Quoted text ::
[START]

What we need to do is to break the dependency between the block activation and its enclosing contexts for accessing locals.  I’m going to use Collection>>inject:into: as an example.

Collection methods for enumerating
inject: thisValue into: binaryBlock
        
"Accumulate a running value associated with evaluating the argument,
        binaryBlock, with the current value of the argument, thisValue, and the
        receiver as block arguments. For instance, to sum the numeric elements of
        a collection, aCollection inject: 0 into: [:subTotal :next | subTotal + next]."

        | nextValue |
        
nextValue := thisValue.
        
self do: [:each | nextValue := binaryBlock value: nextValue value: each].
        
^nextValue


The block  [:each | nextValue := binaryBlock value: nextValue value: each] reads the method argument binaryBlock and reads and writes nextValue.  If we allocate an explicit array to hold nextValue indirectly (something I’m going to call an “indirect temp vector”) we can avoid writing the local in the method activation:

inject: thisValue into: binaryBlock
        
| indirectTemps |
        
indirectTemps := Array new: 1.
        
indirectTemps at: 1 put: thisValue. " was nextValue := thisValue."
        
self do: [:each |
                 
indirectTemps
                          
at: 1
                          
put: (binaryBlock
                                            
value: (indirectTemps at: 1)
                                            
value: each)].
        
^indirectTemps at: 1


Now the block only reads the locals of the method activation, and none of the locals it reads changes value after the block is created.  So the block can keep a private copy of those values without affecting semantics.  The compiler does this behind the scenes but the code is somewhat equivalent to

inject: thisValue into: binaryBlock
        
| indirectTemps |
        
indirectTemps := Array new: 1.
        
indirectTemps at: 1 put: thisValue.
        
self do: (thisContext
                                   
closureCopy:
                                            
[:each | | binaryBlockCopy indirectTempsCopy |
                                            
indirectTempsCopy
                                                     
at: 1
                                                     
put: (binaryBlockCopy
                                                                       
value: (indirectTempsCopy at: 1)
                                                                       
value: each)]
                                   
copiedValues: (Array with: binaryBlock with: indirectTemps)).
        
^indirectTemps at: 1


closureCopy:copiedValues: answers a BlockClosure that holds the pc in the method to start executing the block’s code (just like BlockContext’s startpc) and the array of copiedValues.  When the block is activated the copiedValues are pushed onto the activation’s stack after any block arguments, becoming locals of the activation.  Now there is no dependency on the enclosing activation for local access.  Nothing needs to happen when returning from an activation that encloses some closure so returns are simple and hence fast.

[END]

[Location labeling records]
[START]

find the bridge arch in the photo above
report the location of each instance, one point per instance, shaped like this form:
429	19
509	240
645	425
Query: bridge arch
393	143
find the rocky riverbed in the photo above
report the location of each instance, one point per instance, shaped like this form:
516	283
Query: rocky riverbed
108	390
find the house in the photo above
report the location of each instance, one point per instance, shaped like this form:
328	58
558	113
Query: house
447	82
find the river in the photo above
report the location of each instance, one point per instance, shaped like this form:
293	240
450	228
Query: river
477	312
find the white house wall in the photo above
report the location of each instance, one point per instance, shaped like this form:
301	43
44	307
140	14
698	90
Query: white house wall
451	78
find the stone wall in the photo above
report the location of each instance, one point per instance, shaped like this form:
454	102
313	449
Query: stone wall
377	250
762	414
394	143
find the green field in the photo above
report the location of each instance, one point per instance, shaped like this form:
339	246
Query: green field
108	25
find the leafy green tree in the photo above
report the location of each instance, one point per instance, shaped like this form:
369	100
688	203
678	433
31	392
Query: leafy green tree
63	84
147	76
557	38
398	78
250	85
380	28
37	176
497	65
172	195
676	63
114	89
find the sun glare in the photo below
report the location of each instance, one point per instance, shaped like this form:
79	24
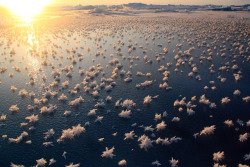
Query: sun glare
25	8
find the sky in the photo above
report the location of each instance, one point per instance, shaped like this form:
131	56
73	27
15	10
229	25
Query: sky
160	2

[END]

Required tasks ::
1. In the block-closure text, rewrite the paragraph beginning "closureCopy:copiedValues: answers a BlockClosure" as a short bulleted list that keeps its main facts.
2. Resume the block-closure text after its last sentence.

Exercise results ::
1.
- closureCopy:copiedValues: answers a BlockClosure that holds the pc where the block's code starts (like BlockContext's startpc) and the array of copiedValues.
- When the block is activated, the copiedValues are pushed onto the activation's stack after any block arguments and become locals of the activation.
- The block no longer depends on the enclosing activation for local access.
- Returning from an activation that encloses a closure requires no extra work, so returns are simple and fast.

2.
The compiler analysis to do this is extremely simple.  Any local that is accessed by an inner scope must either be copied or put in an indirect temp vector.  If a local is assigned to after it is closed over (after a block is created that accesses the local) then the local must be made indirect.  We can do slightly better than this, but its not worth the effort.  This simple analysis works fine.  I’ll detail the analysis in a post on the closure compiler and its resultant bytecodes.  Note that we only need one indirect temp vector per scope, it needs an element to each indirect local.

Prototyping The Implementation

The above facilities, creating a closure, creating an indirect temp vector and reading and writing from it, and the evaluation primitives all make sense when implemented in the VM with specific bytecodes and primitives.  But one thing that’s very nice about Smalltalk is that one can prototype the above scheme _without_ any VM modifications.  We can’t prototype non-local return wthout trickery but blocks like factorial above work fine.  I did just this before I implemented the closure bytecodes.  For example here’s the implementations of closureCopy:copiedValues:, the message one can use to create Closures, and value:, one of the evaluation primitives that can be written in pure Smalltalk due to it having first-class activation records.  Neat!

Object subclass: #BlockClosure
        
instanceVariableNames: ‘outerContext startpc numArgs copiedValues’
        
classVariableNames:
        
poolDictionaries:
        
category: ‘Kernel-Methods’

ContextPart methods for controlling
closureCopy: numArgs copiedValues: anArray
        
"Distinguish a block of code from its enclosing method by
         creating a BlockClosure for that block. The compiler inserts into all
         methods that contain blocks the bytecodes to send the message
         closureCopy:copiedValues:. Do not use closureCopy:copiedValues: in code that you write! Only the
         compiler can decide to send the message closureCopy:copiedValues:."

        ^BlockClosure new outerContext: self startpc: pc + 2 numArgs: numArgs copiedValues: anArray

BlockClosure methods for evaluating
value: anArg
        
"Activate the receiver, creating a closure activation (MethodContext)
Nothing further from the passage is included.